--- START MATERIAL TO PROCESS ---
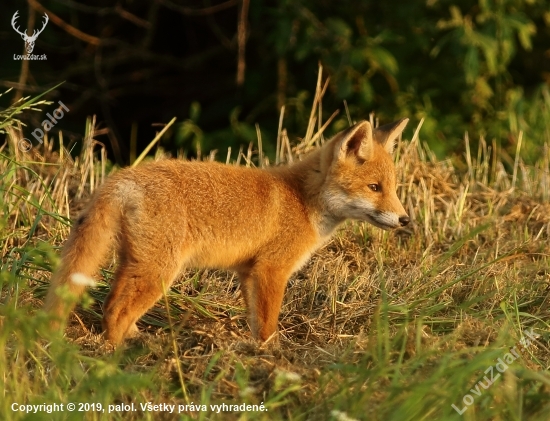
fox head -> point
(360, 176)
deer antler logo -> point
(29, 41)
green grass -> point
(378, 326)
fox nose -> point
(404, 220)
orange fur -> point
(263, 224)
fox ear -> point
(386, 135)
(357, 141)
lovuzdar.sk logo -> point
(29, 40)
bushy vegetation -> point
(480, 66)
(378, 326)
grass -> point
(378, 326)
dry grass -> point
(372, 323)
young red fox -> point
(263, 224)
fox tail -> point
(86, 248)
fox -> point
(264, 224)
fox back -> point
(264, 224)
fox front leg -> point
(263, 289)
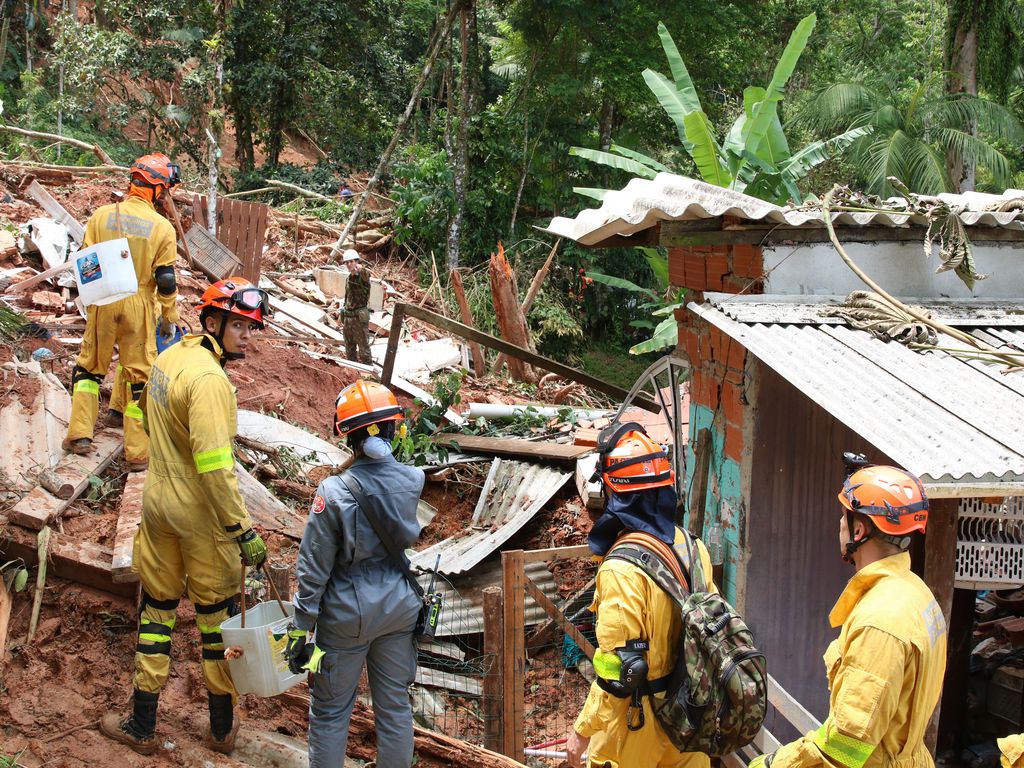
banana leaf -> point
(706, 152)
(613, 161)
(766, 111)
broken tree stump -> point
(479, 361)
(129, 516)
(511, 321)
(40, 507)
(42, 547)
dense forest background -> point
(485, 156)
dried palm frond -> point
(869, 311)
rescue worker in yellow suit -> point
(885, 670)
(128, 324)
(640, 496)
(195, 523)
(1012, 751)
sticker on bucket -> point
(88, 268)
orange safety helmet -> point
(363, 403)
(157, 170)
(893, 498)
(632, 461)
(238, 296)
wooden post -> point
(281, 573)
(494, 630)
(392, 343)
(467, 317)
(940, 567)
(514, 658)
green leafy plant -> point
(755, 157)
(417, 444)
(662, 303)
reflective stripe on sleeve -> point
(846, 750)
(88, 386)
(208, 461)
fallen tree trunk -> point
(511, 321)
(95, 148)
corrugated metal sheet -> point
(643, 203)
(514, 492)
(947, 420)
(808, 309)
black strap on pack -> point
(371, 512)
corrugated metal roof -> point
(643, 203)
(808, 309)
(947, 420)
(513, 493)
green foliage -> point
(417, 444)
(755, 156)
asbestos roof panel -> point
--- END MATERIAL TO PROCESS ---
YOUR TASK:
Starting at the line that contains "wooden post -> point" and ending at the last line of the records, rewrite those lines as a numbered list and leave out any blank lines.

RESPONSE TO THIS EXERCISE:
1. wooden post -> point
2. (281, 573)
3. (494, 630)
4. (392, 343)
5. (467, 317)
6. (940, 567)
7. (514, 658)
8. green leafy plant -> point
9. (755, 157)
10. (417, 444)
11. (662, 303)
12. reflective stripe on sleeve -> point
13. (846, 750)
14. (88, 386)
15. (208, 461)
16. fallen tree trunk -> point
17. (511, 321)
18. (95, 148)
19. corrugated metal sheet -> point
20. (643, 203)
21. (514, 492)
22. (947, 420)
23. (808, 309)
24. black strap on pack -> point
25. (371, 512)
26. corrugated metal roof -> point
27. (643, 203)
28. (808, 309)
29. (947, 420)
30. (513, 493)
31. green foliage -> point
32. (417, 444)
33. (755, 156)
34. asbestos roof panel -> point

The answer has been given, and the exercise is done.